Parliamo ora del fenomeno del momento, Max Verstappen. Il ragazzino ha portato molto entusiasmo in F1. Si potrebbe dire che è un personaggio controcorrente. Qual è la tua opinione tecnica sul figlio di Jos e che impressione ti ha fatto umanamente parlando?
Il suo approccio è quello di una persona gentile e tranquilla, sembra tutto il contrario di quello che è in pista nei momenti di trance agonistica. Grazie a Dio abbiamo Verstappen, averne due o tre come lui… Continuiamo a pensare, scemamente, oramai invasati dalla nostra cultura televisiva, che siano i format a creare le storie. No. Sono le persone, le grandi persone che creano grandi storie. La lezione che possiamo trarre da due grandi narratori come Stendhal e Joseph Conrad, attraverso i loro racconti di epica, di avventura e di grande umanità, è che sono i piccoli grandi uomini dotati di talento a creare grandi storie. Piccole personalità che diventavano grandi perché vivevano grandi storie e ci facevano sentire orgogliosi di essere lettori. Tutti sono alla ricerca della regola che migliori, ma non esiste. L’umanità va lasciata in pace, lasciata libera di esprimersi. Verstappen non è il Messia, ma è la regola più intelligente che è stata introdotta negli ultimi dieci anni. Grosjean era spettacolare, poi l’hanno ‘bonificato’ e ora è un noiosissimo pilota, hanno distrutto la sua voglia di osare. Quando riprendono un pilota e gli fanno il mazzo, non è brutto solo per lui, ma anche per tutti quelli che vengono dopo di lui. E anche per quelli che vengono prima. Punirne uno, per diseducarne cento in questa F1. Questo è il brutto, si diventa tutti piloti da compitino.
Un tuo giudizio su Juan Pablo Montoya, uno dei piloti più controcorrente che abbiamo avuto nella F1 moderna.

## [Dati mostrati]
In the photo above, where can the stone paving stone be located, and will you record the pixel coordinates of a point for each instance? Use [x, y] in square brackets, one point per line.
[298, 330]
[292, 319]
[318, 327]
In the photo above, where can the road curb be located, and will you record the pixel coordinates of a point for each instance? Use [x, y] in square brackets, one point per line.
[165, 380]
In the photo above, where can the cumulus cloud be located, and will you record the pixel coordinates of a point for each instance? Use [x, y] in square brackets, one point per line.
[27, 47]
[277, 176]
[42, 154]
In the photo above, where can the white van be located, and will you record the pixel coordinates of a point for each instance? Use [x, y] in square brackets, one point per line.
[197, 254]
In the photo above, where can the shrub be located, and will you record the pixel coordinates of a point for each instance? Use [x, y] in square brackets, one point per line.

## [Problema posto]
Prosegui l'intervista sulla Formula 1 dopo l'ultima domanda riportata. I record non sono necessari.

## [Esito del compito]
Mamma mia! Aveva davvero il sorpasso in canna. Montoya fu avvantaggiato perché all’epoca alcune manovre si potevano ancora fare, non a caso quando è andato in Nascar si era rotto le scatole perché, citando l’Autosprint dell’epoca, era diventato pericoloso per sé e per gli altri. Filosoficamente parlando era diventato un corpo estraneo. Ma sapeva guidare! Nella F1 del giorno d’oggi è come se ti levassero un punto perché segni un goal in rovesciata perché ti viene fischiato gioco pericoloso. Ma che senso ha?
Spendiamo due parole sul DRS, un’introduzione che sin dal primo minuto molti appassionati e giornalisti hanno bollato come amenità. Cosa ne pensa Mario Donnini?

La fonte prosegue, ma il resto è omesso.